Around 140 PhD students are due in Shannon today from North Africa to study at the University of Limerick.

The students are being sent here by the Algerian government to take a language course in an arrangement, agreed early last year, and believed to be worth as much as €20m to the university.

The deal came about after the Algerian government decided to move from French to English as the official language of teaching and learning in third level institutions.

The students are coming to Ireland to study because of serious deficiencies with the communications network in their country that precludes them from distance learning.

The students, who are due in Shannon on Air Algérie flight AH-2762 from Algiers this evening, will restrict their movements for the next fortnight as part of Covid-19 protocols. The students have already been self-isolating in Algeria before travelling today.

The University of Limerick said: “In advance of travelling to Limerick, the students have been isolating for 14 days in Algeria and are in possession of a negative PCR test. They will also restrict their movements for a further 14 days on their arrival.”

The students will not be engaging in face-to-face learning in line with current government restrictions.

UL added: “The students are coming to Limerick because the technological infrastructure and internet is not good across Algeria, for electronic access to the library, data bases, and other UL systems.”

□ □ □ □ □

# Brief 1
Name every city or town mentioned in the article about the Algerian students.
# Brief 2
Translate this sentence from the article about the Algerian students into Spanish: "The deal came about after the Algerian government decided to move from French to English as the official language of teaching and learning in third level institutions."
# Brief 3
Extend the article about the Algerian students at the University of Limerick, picking up after its final sentence.
The records have nothing to do with the article about the Algerian students.

# Extracted material

□ □ □ □ □

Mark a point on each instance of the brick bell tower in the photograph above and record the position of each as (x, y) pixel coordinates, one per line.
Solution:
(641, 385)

□ □ □ □ □

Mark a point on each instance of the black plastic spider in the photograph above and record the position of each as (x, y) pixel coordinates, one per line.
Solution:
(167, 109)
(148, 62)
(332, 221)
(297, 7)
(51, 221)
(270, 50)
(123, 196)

□ □ □ □ □

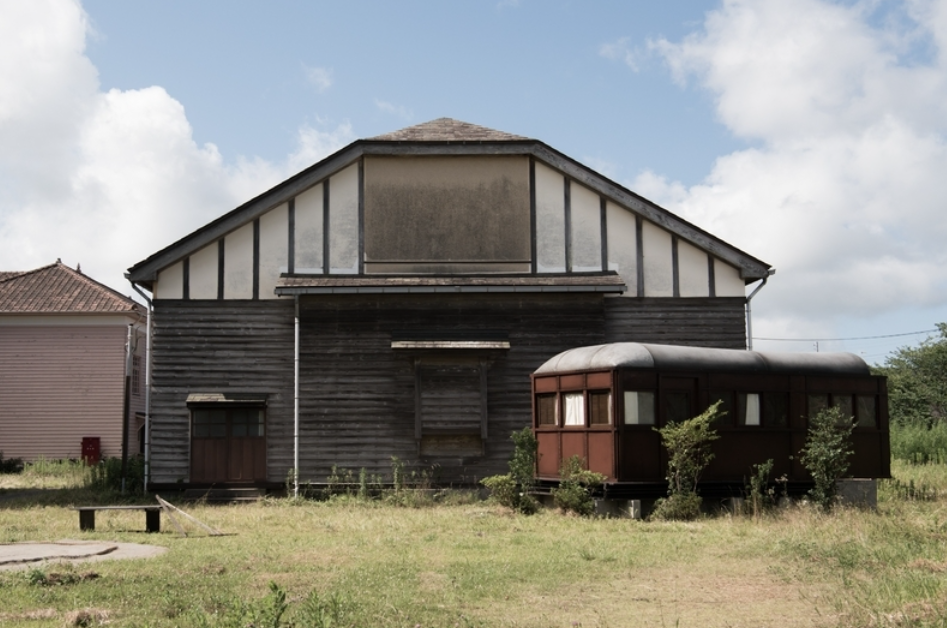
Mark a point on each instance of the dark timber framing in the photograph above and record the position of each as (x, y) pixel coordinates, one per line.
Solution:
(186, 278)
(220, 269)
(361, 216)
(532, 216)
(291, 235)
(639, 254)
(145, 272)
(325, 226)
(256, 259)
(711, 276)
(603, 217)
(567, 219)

□ □ □ □ □

# Answer space 1
Shannon, Algiers, Limerick

# Answer space 2
El acuerdo surgió después de que el gobierno argelino decidiera pasar del francés al inglés como idioma oficial de enseñanza y aprendizaje en las instituciones de tercer nivel.

# Answer space 3
Algeria is located at the top of the African continent on the Mediterranean and has a population of the over 43 million people. The country has reported over 104,000 cases of Covid-19 and almost 3,000 deaths.

The students are coming to Limerick to study as part of what was described as a ‘game changing’ deal to help transform higher education in Algeria.

The ground-breaking initiative by the Algerian government to move from French to English as the official language of teaching and learning in third level is to be supported through a specially designed PhD programme offered to visiting students at UL.

UL agreed to facilitate the conversion to English as a teaching medium with the Algerian Ministry of National Education as the country moves to increase the visibility of research in higher education institutions.

The first phase of the project saw 117 PhD students, the majority of whom are female, join the international PhD programme in UL.

Overall the programme will see 400 Algerian PhD students study at UL during the four years of the project in a contract estimated to be worth up to €20 million.